→ Goal of the exercise: Return the passage of the Pompeii forum thread from "Don't try and" up to and including "Euros round trip.", copied word for word.

→ Selected extract:
[START]
# Pompeii in Sept `07



## rexos (Oct 16, 2006)

We plan to drive to Pompeii via eastern France, Switz, Milan etc and returning via the riviera to a campsite in Sth France for a few days, and wondered if anyone can suggest aire stopover points and campsites during the first two weeks in September. Is Camping Zeus near Pompeii ok?
Thanks
PS, Anyone care to join us?
Rex and Denise


----------



## billym (Dec 17, 2005)

We were in Pompeii last September. Camping Zeus, Camping Pompeii and Camping Spartacus are right by the ruins. As campsites go they are the pits. Driving around Pompeii, Naples etc is rather like being in a Playstation game and does not resemble anything we are used to. Having said that the campsites are infinately better than freecamping round there, that must be for the very tough or the MHF imprisonned. We stayed a couple of weeks on a Sosta in Rome ( Planet Camper ) and one at Marina del Pisa. As you get into France on the Cote D Azur there are loads of decent Aires all found on campingcar-infos


----------



## rexos (Oct 16, 2006)

*Pompeii Sept `07*

Come on you lot, why not join us?
We are on the 0200 P&O boat Sat 1st Sept, and driving through Reims to Basel, Milan and on to Naples. Have tried to book various sites next to the Pompeii ruins, with difficulty, so we will go on `spec`!
Hope the kids will be back at school!
Rex n Denise


----------



## Bernies (Mar 22, 2007)

We would love to join you - it sounds like a great trip - unfortunately we can't as we are over at the beginning of October after depositing my youngest at uni in Aberdeen. 

Have a great time! 

Bernie's OH


----------



## eddied (May 9, 2005)

*Pompei September 2007*

 
Ciao, e benvenuti.
Don't try and wildcamp around the Bay of Naples or Pompei, there just isn't really anywhere suitable. The only merit of the three campsites you mention is they're being so conveniento to the excavations.
I suggest you come on to the Sorrento Peninsula, make that your base, and then use the excellent train service between Sorrento, Pompei, Ercolano, Naples to visit the archeological sites, towns, and museums.
The railway is the Circumvesuviana, trains are frequent (about every 20 mins at peak times) and won't cost you more than 3 Euros round trip.
Altho I don't have their details to hand, there are several camp sites you can research:
Camping Nube d'Argento, Sorrento
Camping Santa Fortunata, Sorrento
There are also other sites in Massalubrense, very picturesque, but not quite so handy for public transport.
[END]
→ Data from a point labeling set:
[START]
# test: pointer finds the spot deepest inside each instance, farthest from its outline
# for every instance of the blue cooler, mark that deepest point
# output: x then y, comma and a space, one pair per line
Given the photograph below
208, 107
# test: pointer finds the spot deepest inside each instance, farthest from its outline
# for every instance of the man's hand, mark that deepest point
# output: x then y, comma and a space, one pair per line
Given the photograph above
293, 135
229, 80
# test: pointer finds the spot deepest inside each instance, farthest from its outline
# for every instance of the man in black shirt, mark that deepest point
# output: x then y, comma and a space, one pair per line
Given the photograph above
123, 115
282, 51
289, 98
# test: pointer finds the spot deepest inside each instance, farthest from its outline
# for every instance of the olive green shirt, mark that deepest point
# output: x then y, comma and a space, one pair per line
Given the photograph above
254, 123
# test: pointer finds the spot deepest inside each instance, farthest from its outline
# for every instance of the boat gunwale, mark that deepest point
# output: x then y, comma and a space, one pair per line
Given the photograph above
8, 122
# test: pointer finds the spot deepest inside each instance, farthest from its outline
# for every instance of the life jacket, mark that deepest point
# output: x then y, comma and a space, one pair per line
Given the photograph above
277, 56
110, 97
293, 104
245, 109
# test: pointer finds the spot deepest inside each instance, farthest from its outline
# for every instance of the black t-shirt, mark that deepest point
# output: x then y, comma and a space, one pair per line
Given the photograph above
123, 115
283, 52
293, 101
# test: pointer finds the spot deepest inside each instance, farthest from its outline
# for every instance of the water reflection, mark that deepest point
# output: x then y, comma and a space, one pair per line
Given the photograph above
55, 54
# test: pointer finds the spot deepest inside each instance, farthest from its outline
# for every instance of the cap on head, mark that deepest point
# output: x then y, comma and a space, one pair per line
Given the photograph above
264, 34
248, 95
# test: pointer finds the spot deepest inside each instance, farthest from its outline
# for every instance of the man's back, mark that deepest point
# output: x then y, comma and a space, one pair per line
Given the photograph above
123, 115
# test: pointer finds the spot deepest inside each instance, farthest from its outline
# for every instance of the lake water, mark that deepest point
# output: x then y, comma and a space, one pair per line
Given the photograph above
[END]
→ Solution for this task:
Don't try and wildcamp around the Bay of Naples or Pompei, there just isn't really anywhere suitable. The only merit of the three campsites you mention is they're being so conveniento to the excavations.
I suggest you come on to the Sorrento Peninsula, make that your base, and then use the excellent train service between Sorrento, Pompei, Ercolano, Naples to visit the archeological sites, towns, and museums.
The railway is the Circumvesuviana, trains are frequent (about every 20 mins at peak times) and won't cost you more than 3 Euros round trip.